▶ **REQUIRED ACTION**: Each line in the listing is to be restated exactly.

___ INPUT DATA

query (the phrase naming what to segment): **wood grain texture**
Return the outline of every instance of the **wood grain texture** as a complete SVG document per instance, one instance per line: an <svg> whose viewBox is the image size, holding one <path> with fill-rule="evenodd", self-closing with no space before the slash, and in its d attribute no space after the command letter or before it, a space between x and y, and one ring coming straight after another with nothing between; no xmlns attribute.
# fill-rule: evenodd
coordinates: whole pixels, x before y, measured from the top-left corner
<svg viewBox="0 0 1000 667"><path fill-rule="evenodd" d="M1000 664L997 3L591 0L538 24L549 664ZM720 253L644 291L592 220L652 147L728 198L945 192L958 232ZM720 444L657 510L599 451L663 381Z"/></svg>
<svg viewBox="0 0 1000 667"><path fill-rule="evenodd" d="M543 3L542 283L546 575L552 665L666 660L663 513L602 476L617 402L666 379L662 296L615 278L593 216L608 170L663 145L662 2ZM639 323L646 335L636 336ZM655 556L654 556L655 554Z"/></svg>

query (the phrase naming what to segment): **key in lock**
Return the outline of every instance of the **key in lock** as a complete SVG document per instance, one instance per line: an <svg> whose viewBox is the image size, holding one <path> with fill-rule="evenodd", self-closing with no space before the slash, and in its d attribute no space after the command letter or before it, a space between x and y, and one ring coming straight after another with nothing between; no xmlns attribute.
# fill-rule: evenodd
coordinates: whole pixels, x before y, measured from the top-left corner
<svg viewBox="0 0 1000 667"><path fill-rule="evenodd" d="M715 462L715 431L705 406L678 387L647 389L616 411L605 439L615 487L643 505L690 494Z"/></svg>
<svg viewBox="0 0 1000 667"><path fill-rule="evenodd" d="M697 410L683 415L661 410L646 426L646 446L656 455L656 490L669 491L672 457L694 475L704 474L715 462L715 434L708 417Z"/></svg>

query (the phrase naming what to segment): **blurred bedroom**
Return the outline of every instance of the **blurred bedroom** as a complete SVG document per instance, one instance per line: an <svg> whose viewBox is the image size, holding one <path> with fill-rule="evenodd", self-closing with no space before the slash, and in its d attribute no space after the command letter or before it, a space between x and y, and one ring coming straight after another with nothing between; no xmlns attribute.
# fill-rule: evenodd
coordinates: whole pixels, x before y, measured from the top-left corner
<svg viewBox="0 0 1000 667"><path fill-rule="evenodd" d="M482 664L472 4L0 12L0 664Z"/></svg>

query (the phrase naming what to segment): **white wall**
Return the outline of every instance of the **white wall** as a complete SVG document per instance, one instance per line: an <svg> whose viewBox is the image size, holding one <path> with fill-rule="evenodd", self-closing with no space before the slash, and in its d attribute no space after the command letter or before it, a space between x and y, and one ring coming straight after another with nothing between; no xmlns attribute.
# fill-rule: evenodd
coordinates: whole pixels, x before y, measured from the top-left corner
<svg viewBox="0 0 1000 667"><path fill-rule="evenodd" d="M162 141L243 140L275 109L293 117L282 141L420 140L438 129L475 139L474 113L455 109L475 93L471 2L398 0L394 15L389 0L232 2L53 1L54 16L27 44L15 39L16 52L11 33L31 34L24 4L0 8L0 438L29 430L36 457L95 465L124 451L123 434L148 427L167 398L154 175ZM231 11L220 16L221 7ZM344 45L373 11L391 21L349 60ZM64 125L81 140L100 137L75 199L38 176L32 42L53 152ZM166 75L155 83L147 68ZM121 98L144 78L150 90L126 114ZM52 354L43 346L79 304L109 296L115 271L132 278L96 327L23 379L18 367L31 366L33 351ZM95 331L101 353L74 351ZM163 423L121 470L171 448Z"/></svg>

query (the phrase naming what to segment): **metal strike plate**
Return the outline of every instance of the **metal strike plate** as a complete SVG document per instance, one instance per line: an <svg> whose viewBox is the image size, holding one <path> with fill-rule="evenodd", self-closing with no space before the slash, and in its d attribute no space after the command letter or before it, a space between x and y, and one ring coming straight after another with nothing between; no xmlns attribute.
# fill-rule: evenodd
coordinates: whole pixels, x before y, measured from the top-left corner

______

▶ **WRITTEN ANSWER**:
query (the phrase naming what to segment): **wood grain texture**
Return the outline of every instance of the **wood grain texture** as a complete SVG document per instance, one instance per line: an <svg> whose viewBox is the image size, holding one <path> with fill-rule="evenodd", self-closing with no space before the slash, and in its d attribute no space after the command letter or before it, a space between x and y, and one ring coming straight after another with nothing between; no xmlns attribute.
# fill-rule: evenodd
coordinates: whole pixels, x before y, measured from the top-left corner
<svg viewBox="0 0 1000 667"><path fill-rule="evenodd" d="M1000 664L997 3L591 0L538 24L549 664ZM720 253L644 291L592 220L652 147L728 198L945 192L958 232ZM720 444L657 510L599 451L663 381Z"/></svg>
<svg viewBox="0 0 1000 667"><path fill-rule="evenodd" d="M543 3L542 283L546 575L552 665L666 660L663 513L602 476L617 402L666 379L662 296L615 278L593 216L608 170L663 145L662 2ZM639 323L646 335L636 336ZM655 556L654 556L655 554Z"/></svg>

query (the phrase naming what to segment): **key in lock**
Return the outline of every instance of the **key in lock** as a complete SVG document per instance, one instance per line: an <svg> whose viewBox is the image size, holding one <path> with fill-rule="evenodd", self-closing with no space before the slash, and in its d attribute no space after the command letter or before it, a space between x and y, and one ring coming straight after another with nothing between; no xmlns attribute.
# fill-rule: evenodd
coordinates: whole pixels, x before y, measured from the top-left corner
<svg viewBox="0 0 1000 667"><path fill-rule="evenodd" d="M715 462L715 431L705 406L678 387L647 389L616 411L605 439L615 487L643 505L690 494Z"/></svg>
<svg viewBox="0 0 1000 667"><path fill-rule="evenodd" d="M697 410L683 415L661 410L646 426L646 446L656 455L656 490L669 491L672 457L694 475L704 474L715 462L715 434L708 417Z"/></svg>

query (the phrase naming what to segment): **blurred bedroom**
Return the outline of every instance of the **blurred bedroom** as a complete SVG document per instance, one instance per line: an <svg> whose viewBox is the image size, holding one <path> with fill-rule="evenodd", self-closing with no space before the slash, and in its d attribute no space after the command letter or before it, a space between x and y, and one ring coming straight after another with nothing between; no xmlns attribute.
# fill-rule: evenodd
coordinates: whole pixels, x before y, measured from the top-left corner
<svg viewBox="0 0 1000 667"><path fill-rule="evenodd" d="M482 664L472 4L0 12L0 664Z"/></svg>

query (the phrase naming what to segment): **white wall**
Return the outline of every instance of the **white wall** as a complete SVG document per instance, one instance per line: an <svg> whose viewBox is the image size, holding one <path> with fill-rule="evenodd", self-closing with no space before the slash, and in its d attribute no space after the command letter or before it, a space between x and y, and one ring coming straight after another with nothing between; no xmlns attribute.
# fill-rule: evenodd
coordinates: whole pixels, x before y, measured from the top-left corner
<svg viewBox="0 0 1000 667"><path fill-rule="evenodd" d="M162 141L243 140L275 109L293 117L282 141L420 140L438 129L475 139L474 113L455 109L475 93L471 2L398 0L394 15L389 0L232 2L53 1L54 16L27 44L15 39L16 52L11 33L31 34L24 4L0 8L0 438L29 430L36 457L95 465L124 451L123 434L148 427L167 398L154 175ZM231 11L220 16L221 7ZM344 45L373 11L391 21L349 60ZM64 125L81 140L100 137L75 199L38 176L32 42L53 152ZM166 75L155 83L147 68ZM121 98L144 78L150 90L126 114ZM52 354L43 346L79 304L109 296L115 271L132 278L96 327L23 379L18 367L31 366L33 351ZM95 331L101 353L74 351ZM163 423L121 470L171 448Z"/></svg>

query (the phrase naming what to segment): **metal strike plate**
Return the outline of every instance of the **metal strike plate** as a complete SVG document per instance, one instance per line: an <svg> whose viewBox is the image size, holding one <path> with fill-rule="evenodd", self-closing with no space before the slash, and in its d attribute no space after the command letter or before it, a space between x and y, and one ring coming straight after another with nothing between; no xmlns attribute.
# fill-rule: evenodd
coordinates: whole pixels, x before y, measured from the top-left corner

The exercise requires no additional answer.